++++ Provided data
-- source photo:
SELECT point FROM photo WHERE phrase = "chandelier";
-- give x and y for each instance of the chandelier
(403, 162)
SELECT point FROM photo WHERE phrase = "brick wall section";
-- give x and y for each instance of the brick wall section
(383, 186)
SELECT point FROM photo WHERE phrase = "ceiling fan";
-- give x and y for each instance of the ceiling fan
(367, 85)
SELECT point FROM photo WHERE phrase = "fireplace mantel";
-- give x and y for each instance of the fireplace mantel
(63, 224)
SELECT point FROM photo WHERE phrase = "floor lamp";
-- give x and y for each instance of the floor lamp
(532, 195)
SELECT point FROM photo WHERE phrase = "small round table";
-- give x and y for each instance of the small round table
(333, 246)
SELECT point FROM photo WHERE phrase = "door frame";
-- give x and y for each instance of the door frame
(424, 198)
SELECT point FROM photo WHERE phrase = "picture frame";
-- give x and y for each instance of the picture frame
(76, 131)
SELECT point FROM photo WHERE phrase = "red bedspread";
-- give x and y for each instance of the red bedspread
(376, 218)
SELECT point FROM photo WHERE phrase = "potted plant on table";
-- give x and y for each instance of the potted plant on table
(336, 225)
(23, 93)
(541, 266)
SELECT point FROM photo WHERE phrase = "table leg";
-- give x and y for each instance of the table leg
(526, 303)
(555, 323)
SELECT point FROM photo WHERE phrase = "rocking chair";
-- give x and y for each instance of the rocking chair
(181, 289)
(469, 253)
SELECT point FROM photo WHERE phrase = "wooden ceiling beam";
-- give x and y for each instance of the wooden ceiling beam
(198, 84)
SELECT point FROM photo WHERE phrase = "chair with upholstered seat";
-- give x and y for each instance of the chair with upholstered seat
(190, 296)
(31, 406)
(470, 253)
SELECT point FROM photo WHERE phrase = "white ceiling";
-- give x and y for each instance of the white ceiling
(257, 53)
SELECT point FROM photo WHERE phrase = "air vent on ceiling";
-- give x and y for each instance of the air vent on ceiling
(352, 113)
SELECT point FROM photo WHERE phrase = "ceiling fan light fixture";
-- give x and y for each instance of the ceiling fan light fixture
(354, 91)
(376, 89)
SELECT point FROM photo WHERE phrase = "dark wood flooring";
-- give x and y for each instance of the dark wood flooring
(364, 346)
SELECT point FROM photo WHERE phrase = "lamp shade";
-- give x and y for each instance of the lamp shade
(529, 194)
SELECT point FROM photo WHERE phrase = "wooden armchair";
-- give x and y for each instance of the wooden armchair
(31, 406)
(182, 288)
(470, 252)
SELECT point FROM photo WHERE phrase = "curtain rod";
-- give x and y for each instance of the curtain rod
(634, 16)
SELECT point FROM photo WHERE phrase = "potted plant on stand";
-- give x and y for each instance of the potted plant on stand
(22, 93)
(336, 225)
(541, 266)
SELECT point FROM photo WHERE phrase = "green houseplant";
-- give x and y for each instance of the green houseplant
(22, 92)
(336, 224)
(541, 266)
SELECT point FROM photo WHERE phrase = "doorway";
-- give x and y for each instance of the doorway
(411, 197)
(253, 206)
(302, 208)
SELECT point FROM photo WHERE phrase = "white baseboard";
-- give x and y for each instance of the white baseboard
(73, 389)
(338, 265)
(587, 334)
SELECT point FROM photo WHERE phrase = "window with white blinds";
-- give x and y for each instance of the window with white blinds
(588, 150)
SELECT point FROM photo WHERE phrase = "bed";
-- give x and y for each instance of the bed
++++++++
▶ Activity
Exactly the lines from the one containing "-- give x and y for each instance of the window" through the last line of the records are to be transcribed, both endpoints included.

▶ Reply to the exercise
-- give x and y for each instance of the window with white blinds
(588, 150)
SELECT point FROM photo WHERE phrase = "bed";
-- give x and y for each instance of the bed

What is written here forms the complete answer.